§ SUPPLIED TEXT
——

Example OpenWeatherMap Forecast Tool widget

🔄 Function Pipes

Flux Kontext ComfyUI Pipe

Description

A pipe that connects Open WebUI to the Flux Kontext image-to-image editing model through ComfyUI. This integration allows for advanced image editing, style transfers, and other creative transformations using the Flux Kontext workflow. Features an interactive /setup command system for easy configuration by administrators.

Configuration

The pipe includes an interactive setup system that allows administrators to configure all settings through chat commands. Most configuration can be done using the /setup command, which provides an interactive form for easy adjustment of parameters.

Key Configuration Options:

COMFYUI_ADDRESS: Address of the running ComfyUI server (default: http://127.0.0.1:8188)
COMFYUI_WORKFLOW_JSON: The entire ComfyUI workflow in JSON format
PROMPT_NODE_ID: Node ID for text prompt input (default: "6")
IMAGE_NODE_ID: Node ID for Base64 image input (default: "196")
KSAMPLER_NODE_ID: Node ID for the sampler node (default: "194")
ENHANCE_PROMPT: Enable vision model-based prompt enhancement (default: False)
VISION_MODEL_ID: Vision model to use for prompt enhancement
UNLOAD_OLLAMA_MODELS: Free RAM by unloading Ollama models before generation (default: False)
MAX_WAIT_TIME: Maximum wait time for generation in seconds (default: 1200)
AUTO_CHECK_MODEL_LOADER: Auto-detect model loader type for .safetensors or .gguf (default: False)

——

§ REQUIRED TASKS
1. Summarize the Flux Kontext pipe page in two sentences.
2. Extract the passage of the Flux Kontext pipe page from "ENHANCE_PROMPT: Enable vision" up to and including "generation (default: False)".
3. Extend the Flux Kontext pipe page from the point where it stops.
The material that comes next is separate from the Flux Kontext pipe page.

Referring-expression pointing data
——

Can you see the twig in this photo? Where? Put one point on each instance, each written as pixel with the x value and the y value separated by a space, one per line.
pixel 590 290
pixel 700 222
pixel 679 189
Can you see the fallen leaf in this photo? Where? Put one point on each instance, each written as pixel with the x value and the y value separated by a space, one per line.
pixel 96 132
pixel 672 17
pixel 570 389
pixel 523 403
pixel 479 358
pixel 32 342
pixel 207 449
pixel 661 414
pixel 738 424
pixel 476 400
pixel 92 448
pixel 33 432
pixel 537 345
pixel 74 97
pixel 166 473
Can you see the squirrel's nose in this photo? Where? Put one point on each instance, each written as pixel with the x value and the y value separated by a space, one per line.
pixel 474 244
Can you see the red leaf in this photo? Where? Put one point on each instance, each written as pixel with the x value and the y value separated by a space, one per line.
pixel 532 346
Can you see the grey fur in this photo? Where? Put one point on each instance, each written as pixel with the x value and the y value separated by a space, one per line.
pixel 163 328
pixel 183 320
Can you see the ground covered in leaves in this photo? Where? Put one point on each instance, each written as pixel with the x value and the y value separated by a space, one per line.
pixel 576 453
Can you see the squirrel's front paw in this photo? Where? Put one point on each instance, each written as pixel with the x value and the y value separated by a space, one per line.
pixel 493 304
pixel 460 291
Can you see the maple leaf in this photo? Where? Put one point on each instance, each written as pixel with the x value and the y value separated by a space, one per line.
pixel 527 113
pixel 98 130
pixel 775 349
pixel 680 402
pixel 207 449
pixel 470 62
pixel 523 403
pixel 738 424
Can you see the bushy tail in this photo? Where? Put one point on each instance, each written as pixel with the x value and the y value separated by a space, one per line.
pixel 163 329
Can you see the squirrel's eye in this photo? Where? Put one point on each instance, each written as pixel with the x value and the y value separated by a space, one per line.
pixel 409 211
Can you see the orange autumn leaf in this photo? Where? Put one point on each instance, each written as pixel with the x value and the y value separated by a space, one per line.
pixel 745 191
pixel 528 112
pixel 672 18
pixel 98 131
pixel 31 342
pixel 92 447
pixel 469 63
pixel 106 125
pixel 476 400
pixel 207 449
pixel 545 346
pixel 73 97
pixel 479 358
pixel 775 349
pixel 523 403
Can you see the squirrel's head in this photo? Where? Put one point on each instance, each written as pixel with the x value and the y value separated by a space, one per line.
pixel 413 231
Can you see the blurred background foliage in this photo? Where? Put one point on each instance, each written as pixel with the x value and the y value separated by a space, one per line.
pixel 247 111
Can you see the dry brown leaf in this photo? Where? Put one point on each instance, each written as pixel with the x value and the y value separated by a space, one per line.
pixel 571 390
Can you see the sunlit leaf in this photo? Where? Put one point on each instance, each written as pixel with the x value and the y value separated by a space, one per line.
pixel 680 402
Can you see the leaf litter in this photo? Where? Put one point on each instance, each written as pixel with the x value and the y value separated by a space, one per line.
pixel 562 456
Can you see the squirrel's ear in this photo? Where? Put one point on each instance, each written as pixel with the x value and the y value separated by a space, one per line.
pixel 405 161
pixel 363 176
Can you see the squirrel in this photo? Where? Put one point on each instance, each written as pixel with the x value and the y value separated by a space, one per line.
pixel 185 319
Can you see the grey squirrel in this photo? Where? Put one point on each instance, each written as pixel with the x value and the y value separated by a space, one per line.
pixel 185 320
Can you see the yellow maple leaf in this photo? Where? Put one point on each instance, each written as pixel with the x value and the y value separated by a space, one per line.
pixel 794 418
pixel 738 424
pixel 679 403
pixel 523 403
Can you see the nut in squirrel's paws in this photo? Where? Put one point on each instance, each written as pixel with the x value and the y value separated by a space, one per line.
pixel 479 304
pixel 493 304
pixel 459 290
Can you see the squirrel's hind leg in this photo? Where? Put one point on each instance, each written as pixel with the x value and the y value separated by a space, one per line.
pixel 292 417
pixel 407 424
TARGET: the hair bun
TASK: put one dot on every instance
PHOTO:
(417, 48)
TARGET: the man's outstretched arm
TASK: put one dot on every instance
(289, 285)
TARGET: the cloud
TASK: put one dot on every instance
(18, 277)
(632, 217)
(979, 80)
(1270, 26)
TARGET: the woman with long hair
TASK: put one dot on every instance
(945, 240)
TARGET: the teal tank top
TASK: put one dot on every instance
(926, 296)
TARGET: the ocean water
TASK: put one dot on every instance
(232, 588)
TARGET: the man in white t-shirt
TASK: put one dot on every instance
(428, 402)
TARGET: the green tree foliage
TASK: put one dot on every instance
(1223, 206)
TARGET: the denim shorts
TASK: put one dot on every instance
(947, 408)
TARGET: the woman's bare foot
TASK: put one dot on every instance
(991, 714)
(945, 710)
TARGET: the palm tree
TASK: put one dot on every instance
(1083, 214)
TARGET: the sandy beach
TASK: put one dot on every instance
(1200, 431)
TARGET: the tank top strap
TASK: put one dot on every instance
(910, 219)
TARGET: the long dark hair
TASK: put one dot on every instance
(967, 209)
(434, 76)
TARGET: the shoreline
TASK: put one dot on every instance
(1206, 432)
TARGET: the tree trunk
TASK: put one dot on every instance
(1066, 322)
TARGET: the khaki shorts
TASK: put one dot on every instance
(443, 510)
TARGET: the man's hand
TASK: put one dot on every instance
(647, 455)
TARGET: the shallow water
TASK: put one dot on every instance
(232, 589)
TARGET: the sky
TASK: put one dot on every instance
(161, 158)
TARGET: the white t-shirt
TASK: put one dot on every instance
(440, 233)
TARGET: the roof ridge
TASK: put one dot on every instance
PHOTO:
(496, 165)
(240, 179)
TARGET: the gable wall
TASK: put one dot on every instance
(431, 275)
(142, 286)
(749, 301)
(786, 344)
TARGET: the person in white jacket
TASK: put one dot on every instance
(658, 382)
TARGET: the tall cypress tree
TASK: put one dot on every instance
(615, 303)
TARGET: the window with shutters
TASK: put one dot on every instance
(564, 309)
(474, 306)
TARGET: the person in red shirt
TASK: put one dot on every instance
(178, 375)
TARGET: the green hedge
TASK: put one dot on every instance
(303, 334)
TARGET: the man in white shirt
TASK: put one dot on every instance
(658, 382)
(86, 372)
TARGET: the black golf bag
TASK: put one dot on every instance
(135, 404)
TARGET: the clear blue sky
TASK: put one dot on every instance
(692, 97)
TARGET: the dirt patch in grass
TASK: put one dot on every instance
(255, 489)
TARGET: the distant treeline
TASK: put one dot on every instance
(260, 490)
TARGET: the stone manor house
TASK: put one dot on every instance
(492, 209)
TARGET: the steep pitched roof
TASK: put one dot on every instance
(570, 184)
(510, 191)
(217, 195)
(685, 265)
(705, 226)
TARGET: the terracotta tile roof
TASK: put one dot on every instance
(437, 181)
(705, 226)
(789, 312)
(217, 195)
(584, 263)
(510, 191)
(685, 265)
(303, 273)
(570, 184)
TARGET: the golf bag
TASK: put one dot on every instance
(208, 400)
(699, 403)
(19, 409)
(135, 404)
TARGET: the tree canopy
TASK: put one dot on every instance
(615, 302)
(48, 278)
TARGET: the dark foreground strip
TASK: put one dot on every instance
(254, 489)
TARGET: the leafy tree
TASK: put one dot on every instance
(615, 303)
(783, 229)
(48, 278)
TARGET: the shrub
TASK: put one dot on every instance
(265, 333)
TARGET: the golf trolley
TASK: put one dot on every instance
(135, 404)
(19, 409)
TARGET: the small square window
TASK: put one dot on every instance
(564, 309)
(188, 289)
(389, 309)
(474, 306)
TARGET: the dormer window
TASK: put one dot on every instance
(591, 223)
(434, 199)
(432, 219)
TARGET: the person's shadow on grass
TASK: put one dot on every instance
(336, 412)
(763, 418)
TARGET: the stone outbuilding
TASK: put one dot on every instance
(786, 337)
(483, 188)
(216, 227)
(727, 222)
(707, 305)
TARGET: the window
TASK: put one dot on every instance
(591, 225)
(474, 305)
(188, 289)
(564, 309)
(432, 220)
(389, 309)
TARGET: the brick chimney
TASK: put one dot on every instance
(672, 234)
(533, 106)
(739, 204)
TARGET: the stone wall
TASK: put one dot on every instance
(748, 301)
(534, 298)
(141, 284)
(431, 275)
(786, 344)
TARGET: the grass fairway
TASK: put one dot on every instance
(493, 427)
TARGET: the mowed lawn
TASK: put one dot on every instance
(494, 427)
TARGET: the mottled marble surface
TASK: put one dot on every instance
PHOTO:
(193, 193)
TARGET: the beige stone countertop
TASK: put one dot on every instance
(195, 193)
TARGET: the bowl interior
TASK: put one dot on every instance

——

§ WRITTEN ANSWERS
1. The Flux Kontext ComfyUI Pipe connects Open WebUI to the Flux Kontext image-to-image editing model through ComfyUI, allowing advanced image editing, style transfers, and other creative transformations. Administrators can configure its settings through chat commands, mostly with an interactive /setup command, including options such as the ComfyUI server address, the workflow JSON, node IDs, vision-based prompt enhancement, and maximum wait time.

2.
ENHANCE_PROMPT: Enable vision model-based prompt enhancement (default: False)
VISION_MODEL_ID: Vision model to use for prompt enhancement
UNLOAD_OLLAMA_MODELS: Free RAM by unloading Ollama models before generation (default: False)

3.
Usage

Initial Setup

Import the workflow:
- In ComfyUI, import extras/flux_context_owui_api_v1.json as a workflow
- Adjust node IDs if you modify the workflow
Configure using /setup command (Admin only):
- Type /setup in the chat to launch the interactive configuration form
- The form will display all current settings with input fields
- Adjust any settings you need to change
- Submit the form to apply and optionally save the configuration
- Settings can be persisted to a backend config file for permanent storage
Alternative: Manual configuration:
- Access the pipe's Valves in Open WebUI's admin panel
- Set COMFYUI_ADDRESS to your ComfyUI backend
- Paste the workflow JSON into COMFYUI_WORKFLOW_JSON
- Configure node IDs and other parameters as needed

Using the Pipe

Basic image editing:
- Upload an image to the chat
- Provide a text prompt describing the desired changes
- The pipe processes the image through ComfyUI and returns the edited result
Enhanced prompts (optional):
- Enable ENHANCE_PROMPT in settings
- Set a VISION_MODEL_ID (e.g., a multimodal model like LLaVA or GPT-4V)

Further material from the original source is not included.